In the entries below, find the line containing "Where can the wooden folding" and the line containing "Where can the birch". Copy those two lines and everything between them exactly, and only that.

::::

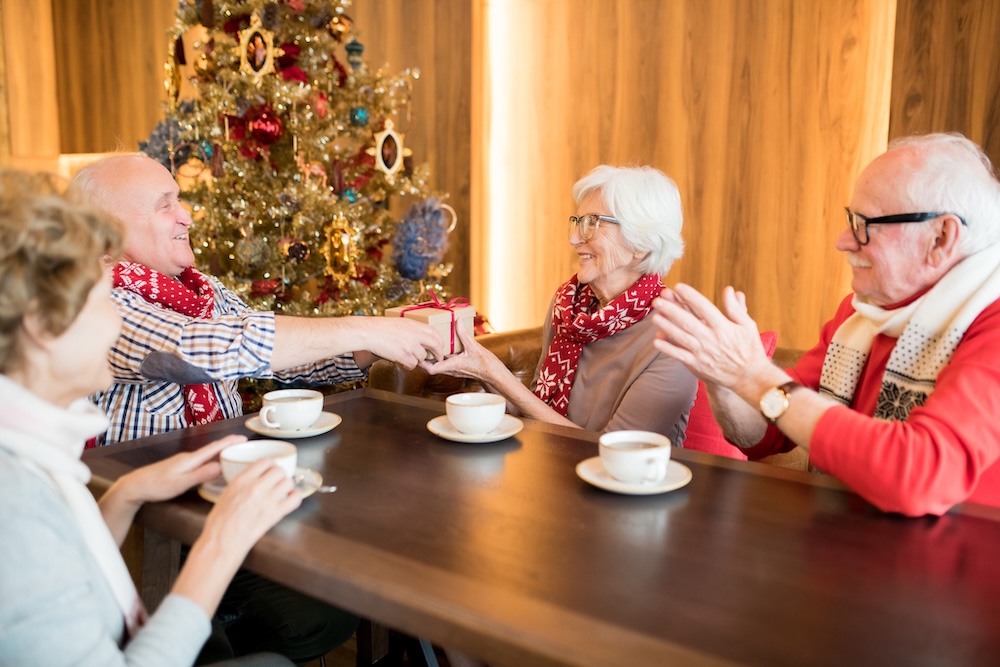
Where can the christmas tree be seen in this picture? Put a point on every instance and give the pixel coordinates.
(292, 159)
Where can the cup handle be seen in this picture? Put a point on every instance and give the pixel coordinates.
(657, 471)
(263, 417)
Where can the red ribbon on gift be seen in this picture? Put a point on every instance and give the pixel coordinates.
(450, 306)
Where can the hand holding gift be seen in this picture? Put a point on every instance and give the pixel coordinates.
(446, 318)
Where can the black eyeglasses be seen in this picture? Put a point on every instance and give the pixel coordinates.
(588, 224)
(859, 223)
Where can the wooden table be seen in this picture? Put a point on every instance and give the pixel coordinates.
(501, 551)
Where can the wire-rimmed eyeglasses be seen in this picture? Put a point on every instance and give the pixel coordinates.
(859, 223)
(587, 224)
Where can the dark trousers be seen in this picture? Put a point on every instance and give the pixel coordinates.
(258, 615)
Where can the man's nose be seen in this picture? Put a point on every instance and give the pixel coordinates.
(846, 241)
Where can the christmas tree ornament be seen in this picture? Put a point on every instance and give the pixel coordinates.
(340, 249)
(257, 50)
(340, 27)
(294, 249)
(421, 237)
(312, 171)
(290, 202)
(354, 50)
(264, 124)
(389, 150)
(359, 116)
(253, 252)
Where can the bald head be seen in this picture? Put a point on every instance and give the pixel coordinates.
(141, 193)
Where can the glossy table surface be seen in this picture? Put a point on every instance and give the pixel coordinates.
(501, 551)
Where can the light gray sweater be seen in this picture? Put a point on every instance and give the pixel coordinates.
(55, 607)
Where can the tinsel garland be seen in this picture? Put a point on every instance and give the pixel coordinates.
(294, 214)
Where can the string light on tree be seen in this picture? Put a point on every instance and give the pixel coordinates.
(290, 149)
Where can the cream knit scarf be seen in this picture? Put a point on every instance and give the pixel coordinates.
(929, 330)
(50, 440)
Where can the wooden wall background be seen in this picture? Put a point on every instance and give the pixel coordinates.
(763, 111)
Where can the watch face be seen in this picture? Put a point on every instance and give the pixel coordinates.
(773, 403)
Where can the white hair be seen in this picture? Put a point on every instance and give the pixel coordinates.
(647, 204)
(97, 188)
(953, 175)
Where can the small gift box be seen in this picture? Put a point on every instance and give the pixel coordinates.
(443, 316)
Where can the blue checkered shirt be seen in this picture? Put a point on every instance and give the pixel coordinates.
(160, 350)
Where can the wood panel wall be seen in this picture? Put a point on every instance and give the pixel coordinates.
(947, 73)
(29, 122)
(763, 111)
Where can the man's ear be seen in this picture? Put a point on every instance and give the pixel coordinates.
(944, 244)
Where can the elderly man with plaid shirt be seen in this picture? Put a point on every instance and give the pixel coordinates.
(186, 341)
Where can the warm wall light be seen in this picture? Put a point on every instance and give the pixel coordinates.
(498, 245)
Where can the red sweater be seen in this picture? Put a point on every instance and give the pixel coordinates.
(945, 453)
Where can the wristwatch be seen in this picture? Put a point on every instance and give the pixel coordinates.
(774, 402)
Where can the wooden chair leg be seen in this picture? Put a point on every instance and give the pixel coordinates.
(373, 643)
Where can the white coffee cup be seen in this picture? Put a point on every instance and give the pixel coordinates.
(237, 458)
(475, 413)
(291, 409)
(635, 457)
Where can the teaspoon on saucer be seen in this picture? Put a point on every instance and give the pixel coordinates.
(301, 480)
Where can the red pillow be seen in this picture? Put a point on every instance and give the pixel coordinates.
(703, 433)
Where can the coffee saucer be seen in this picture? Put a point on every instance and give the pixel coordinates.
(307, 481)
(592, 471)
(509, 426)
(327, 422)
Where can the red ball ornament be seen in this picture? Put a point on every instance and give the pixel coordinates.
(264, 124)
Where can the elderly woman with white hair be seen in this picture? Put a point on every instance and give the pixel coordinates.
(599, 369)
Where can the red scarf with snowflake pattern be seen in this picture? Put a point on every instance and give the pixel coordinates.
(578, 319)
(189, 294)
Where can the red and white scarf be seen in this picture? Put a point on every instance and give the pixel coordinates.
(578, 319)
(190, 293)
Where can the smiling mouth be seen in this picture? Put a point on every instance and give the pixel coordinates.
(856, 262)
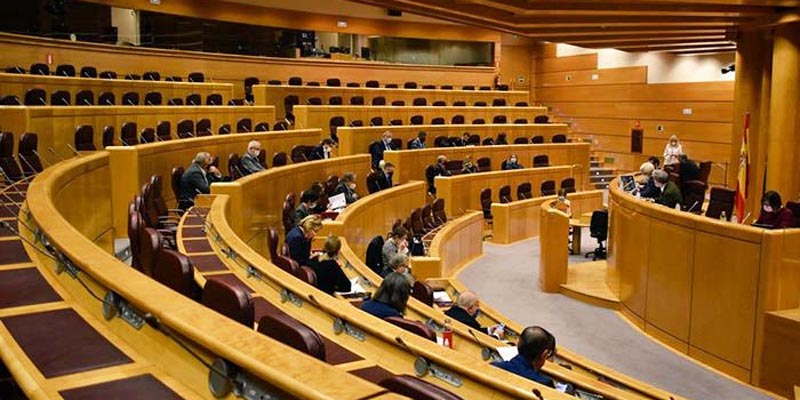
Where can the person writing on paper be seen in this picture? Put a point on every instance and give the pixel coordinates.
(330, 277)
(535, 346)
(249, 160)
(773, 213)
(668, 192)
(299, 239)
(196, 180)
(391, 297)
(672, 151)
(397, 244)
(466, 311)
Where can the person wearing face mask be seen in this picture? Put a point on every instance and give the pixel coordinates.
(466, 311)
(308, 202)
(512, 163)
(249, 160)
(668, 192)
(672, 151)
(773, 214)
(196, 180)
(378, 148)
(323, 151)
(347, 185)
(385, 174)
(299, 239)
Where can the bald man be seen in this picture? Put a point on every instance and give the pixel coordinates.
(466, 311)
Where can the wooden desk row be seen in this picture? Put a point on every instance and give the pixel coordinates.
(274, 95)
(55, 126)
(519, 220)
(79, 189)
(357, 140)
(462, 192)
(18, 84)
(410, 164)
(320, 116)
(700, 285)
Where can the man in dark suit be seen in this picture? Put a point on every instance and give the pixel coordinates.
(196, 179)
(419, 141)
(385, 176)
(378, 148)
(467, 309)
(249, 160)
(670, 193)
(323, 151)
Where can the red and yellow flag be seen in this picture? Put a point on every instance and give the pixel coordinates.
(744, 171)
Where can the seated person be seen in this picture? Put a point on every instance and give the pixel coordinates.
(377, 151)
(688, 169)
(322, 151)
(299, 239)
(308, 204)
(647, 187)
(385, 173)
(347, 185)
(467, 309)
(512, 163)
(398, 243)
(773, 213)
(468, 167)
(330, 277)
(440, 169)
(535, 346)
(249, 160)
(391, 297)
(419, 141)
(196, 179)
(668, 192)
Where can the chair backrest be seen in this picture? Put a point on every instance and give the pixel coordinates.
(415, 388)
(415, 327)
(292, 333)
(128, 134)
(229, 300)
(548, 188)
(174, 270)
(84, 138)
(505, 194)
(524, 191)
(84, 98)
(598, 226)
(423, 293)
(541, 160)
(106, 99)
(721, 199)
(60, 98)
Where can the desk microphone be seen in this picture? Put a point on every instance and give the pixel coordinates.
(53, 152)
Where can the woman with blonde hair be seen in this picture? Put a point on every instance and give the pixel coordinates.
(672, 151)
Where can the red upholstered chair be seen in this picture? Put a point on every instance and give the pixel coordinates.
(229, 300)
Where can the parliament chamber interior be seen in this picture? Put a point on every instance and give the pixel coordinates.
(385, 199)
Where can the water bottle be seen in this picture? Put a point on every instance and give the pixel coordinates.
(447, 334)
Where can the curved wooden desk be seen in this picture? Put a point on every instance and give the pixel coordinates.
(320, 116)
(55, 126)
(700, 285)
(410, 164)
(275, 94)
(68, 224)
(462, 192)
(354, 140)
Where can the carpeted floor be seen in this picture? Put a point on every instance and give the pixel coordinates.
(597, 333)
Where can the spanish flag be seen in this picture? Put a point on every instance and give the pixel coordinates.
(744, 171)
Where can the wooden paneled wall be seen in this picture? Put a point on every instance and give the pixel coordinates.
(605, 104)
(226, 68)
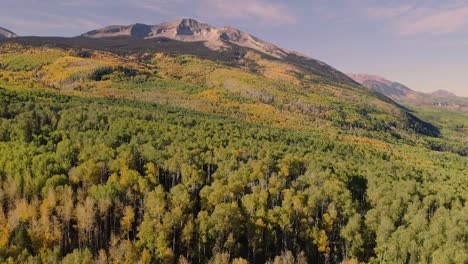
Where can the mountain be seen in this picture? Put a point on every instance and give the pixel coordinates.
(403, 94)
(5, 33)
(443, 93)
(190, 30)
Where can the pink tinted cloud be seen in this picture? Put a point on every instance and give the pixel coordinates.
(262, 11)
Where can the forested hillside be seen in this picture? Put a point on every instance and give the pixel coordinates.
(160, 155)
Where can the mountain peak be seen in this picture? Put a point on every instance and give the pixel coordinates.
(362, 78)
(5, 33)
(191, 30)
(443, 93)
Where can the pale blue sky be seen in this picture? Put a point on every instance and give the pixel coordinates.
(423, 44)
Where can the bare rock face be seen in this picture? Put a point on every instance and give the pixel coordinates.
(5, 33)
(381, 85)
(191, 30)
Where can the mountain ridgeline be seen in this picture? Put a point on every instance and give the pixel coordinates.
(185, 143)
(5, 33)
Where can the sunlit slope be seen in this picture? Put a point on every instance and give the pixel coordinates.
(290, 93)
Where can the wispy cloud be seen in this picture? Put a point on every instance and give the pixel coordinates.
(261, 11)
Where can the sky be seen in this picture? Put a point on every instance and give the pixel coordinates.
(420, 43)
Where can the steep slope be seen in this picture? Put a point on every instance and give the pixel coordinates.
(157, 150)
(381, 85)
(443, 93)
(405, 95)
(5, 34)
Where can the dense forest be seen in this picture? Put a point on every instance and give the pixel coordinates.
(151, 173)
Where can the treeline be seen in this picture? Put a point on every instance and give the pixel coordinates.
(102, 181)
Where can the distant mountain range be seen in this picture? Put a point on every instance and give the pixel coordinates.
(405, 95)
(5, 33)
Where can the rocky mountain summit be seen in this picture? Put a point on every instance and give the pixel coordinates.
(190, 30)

::::

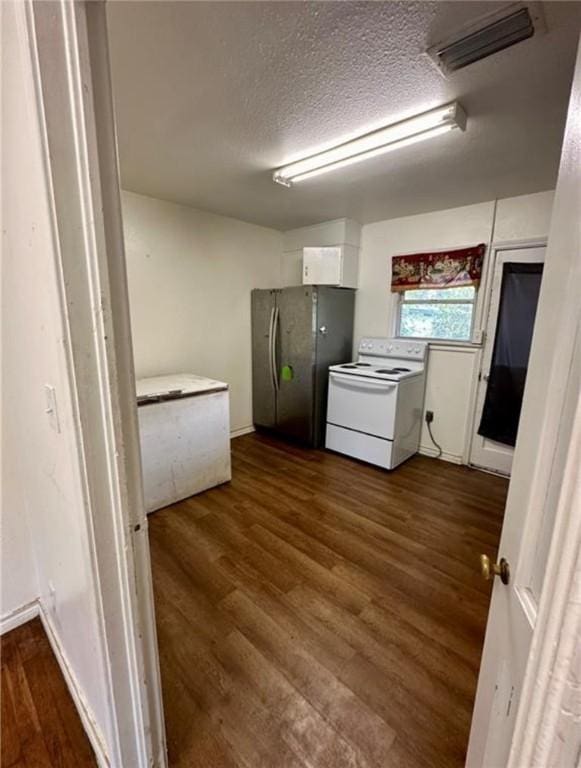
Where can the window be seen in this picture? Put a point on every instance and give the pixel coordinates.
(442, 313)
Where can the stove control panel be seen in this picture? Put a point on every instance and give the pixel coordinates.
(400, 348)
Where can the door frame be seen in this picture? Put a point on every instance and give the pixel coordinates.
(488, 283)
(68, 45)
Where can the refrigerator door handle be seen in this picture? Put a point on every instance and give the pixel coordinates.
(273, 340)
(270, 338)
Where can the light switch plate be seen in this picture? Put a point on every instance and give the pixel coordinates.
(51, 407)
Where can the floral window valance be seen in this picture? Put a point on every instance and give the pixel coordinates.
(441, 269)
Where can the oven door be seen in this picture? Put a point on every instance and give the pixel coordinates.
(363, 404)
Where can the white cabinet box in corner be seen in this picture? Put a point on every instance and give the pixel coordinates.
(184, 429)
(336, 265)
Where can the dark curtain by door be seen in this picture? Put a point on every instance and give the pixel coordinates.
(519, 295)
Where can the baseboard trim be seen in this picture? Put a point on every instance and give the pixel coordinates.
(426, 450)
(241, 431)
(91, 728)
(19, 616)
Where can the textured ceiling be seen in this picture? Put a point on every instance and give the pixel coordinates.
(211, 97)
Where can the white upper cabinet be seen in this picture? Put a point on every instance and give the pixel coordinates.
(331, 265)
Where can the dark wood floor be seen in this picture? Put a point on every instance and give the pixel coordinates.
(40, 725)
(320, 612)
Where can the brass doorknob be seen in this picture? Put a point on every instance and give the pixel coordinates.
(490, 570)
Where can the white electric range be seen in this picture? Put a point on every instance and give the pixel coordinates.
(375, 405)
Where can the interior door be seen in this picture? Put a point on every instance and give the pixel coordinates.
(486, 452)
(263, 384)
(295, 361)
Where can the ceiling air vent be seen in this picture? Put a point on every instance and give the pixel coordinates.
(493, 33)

::::

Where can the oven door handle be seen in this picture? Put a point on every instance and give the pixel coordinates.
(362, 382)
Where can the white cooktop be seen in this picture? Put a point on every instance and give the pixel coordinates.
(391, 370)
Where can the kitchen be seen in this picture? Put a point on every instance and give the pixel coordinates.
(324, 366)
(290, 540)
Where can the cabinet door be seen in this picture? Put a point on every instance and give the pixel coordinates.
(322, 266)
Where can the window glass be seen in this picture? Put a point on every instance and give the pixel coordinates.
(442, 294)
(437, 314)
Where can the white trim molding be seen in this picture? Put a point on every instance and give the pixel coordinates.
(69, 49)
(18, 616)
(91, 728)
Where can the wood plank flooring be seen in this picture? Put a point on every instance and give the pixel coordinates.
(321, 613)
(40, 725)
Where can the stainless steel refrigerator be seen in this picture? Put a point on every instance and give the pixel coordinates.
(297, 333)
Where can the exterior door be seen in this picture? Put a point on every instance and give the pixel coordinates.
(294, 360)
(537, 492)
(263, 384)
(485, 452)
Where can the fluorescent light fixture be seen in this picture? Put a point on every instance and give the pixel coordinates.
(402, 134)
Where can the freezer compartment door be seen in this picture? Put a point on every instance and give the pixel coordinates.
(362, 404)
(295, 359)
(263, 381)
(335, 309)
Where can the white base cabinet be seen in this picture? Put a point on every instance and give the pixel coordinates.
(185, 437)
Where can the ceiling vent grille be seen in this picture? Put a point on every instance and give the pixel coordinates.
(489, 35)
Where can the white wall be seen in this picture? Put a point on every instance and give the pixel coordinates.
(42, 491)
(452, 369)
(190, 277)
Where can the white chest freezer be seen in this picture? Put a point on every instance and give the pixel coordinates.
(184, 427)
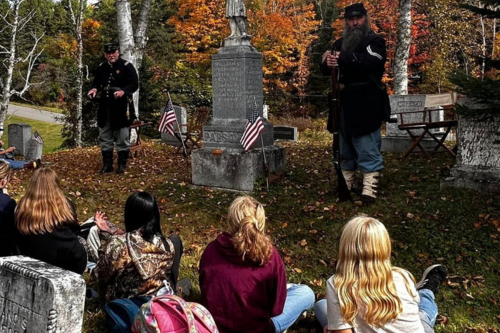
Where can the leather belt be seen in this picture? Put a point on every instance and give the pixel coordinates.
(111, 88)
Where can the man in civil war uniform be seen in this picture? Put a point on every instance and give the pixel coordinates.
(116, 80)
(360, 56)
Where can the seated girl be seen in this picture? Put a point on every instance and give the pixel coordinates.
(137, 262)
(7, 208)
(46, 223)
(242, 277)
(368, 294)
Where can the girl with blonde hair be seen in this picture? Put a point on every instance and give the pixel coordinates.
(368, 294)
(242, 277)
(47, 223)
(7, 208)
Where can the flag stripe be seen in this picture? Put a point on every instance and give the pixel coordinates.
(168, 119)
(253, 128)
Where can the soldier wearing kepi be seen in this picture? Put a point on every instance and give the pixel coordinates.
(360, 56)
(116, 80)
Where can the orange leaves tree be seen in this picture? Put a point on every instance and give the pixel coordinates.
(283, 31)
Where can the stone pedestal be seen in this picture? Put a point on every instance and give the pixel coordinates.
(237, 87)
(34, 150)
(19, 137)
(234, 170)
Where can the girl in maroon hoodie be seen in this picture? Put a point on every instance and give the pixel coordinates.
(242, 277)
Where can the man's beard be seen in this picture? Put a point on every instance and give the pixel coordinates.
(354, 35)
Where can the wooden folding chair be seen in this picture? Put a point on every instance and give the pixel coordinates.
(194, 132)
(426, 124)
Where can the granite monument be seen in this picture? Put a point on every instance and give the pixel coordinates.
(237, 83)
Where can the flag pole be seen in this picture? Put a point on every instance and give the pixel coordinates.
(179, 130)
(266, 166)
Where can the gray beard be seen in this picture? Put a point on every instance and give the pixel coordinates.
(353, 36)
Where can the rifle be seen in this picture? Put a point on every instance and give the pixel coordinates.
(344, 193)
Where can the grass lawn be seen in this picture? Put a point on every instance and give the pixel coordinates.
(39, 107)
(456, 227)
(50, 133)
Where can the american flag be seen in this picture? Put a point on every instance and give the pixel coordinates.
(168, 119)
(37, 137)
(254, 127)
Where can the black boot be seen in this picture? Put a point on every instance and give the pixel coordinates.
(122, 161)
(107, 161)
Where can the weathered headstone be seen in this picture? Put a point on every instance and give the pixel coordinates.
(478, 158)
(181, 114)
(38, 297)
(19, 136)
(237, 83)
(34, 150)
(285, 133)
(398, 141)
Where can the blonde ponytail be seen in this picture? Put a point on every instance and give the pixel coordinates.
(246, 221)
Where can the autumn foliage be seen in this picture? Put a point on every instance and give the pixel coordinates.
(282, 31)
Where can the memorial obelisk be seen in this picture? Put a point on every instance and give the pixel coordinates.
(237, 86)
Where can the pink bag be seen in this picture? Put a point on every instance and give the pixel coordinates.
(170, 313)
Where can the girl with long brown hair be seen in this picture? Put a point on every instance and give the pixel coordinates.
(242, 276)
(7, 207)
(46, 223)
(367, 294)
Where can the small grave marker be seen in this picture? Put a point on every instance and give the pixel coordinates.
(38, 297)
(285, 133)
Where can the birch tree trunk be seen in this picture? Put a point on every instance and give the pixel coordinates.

::::

* **Task response**:
Where can the wooden folding chair be seen in this picture? Put a point on every instance and give the pixel coordinates.
(194, 132)
(426, 124)
Where can the granite monument be seen in this picture? Put a point on every instance and give the pixel coordinates.
(237, 83)
Where can the flag pole be seen in this picture? Put a point on every instance and give the pixel coordinates.
(179, 130)
(266, 166)
Where can the gray beard be seen in this picture? Put a point on every instance and give the pixel coordinates.
(353, 36)
Where can the rifle be seen in this picture? Put a point on every instance and give the pixel coordinates.
(344, 193)
Where can the grass lawn be seen in this picture? Put a point on every instance and give the pixel coordinates.
(39, 107)
(456, 227)
(50, 133)
Where can the american flag be seen in this picture? Put a point on every instance and give the pixel coordinates.
(168, 119)
(37, 137)
(254, 127)
Where can the black boot be seen in this picture? Put a point on every instance and give the pixel coordinates.
(122, 161)
(107, 161)
Where can the weathered headstone be seen in this picture? Put a point on every instance and give the pixel coordinates.
(478, 158)
(181, 114)
(38, 297)
(19, 136)
(237, 83)
(34, 150)
(285, 133)
(398, 141)
Where can the blonde ponytail be seen in this picture? Put a point on every instance and give the pixel coordinates.
(246, 221)
Where can the autumn foliage be seen in this picture? Put a point on every instance and give the pixel coordinates.
(282, 31)
Where can the memorial obelisk be seen in this picture? Put a point on every instance and give the pixel coordinates.
(237, 86)
Where can the pink bag be seen in this picture? Put a point on every instance and give the pixel coordinates.
(170, 313)
Where can the girl with long brown hair be seen in this picture? Put a point on every instance and give the pixel coordinates.
(242, 276)
(7, 207)
(46, 223)
(367, 294)
Where can the small grave marker be seen in this picture? Put a point on every instance and give the pixel coordinates.
(38, 297)
(285, 133)
Where can the birch tree trunk be seen in this picture? Put a point on every instance and give the pixel coordinates.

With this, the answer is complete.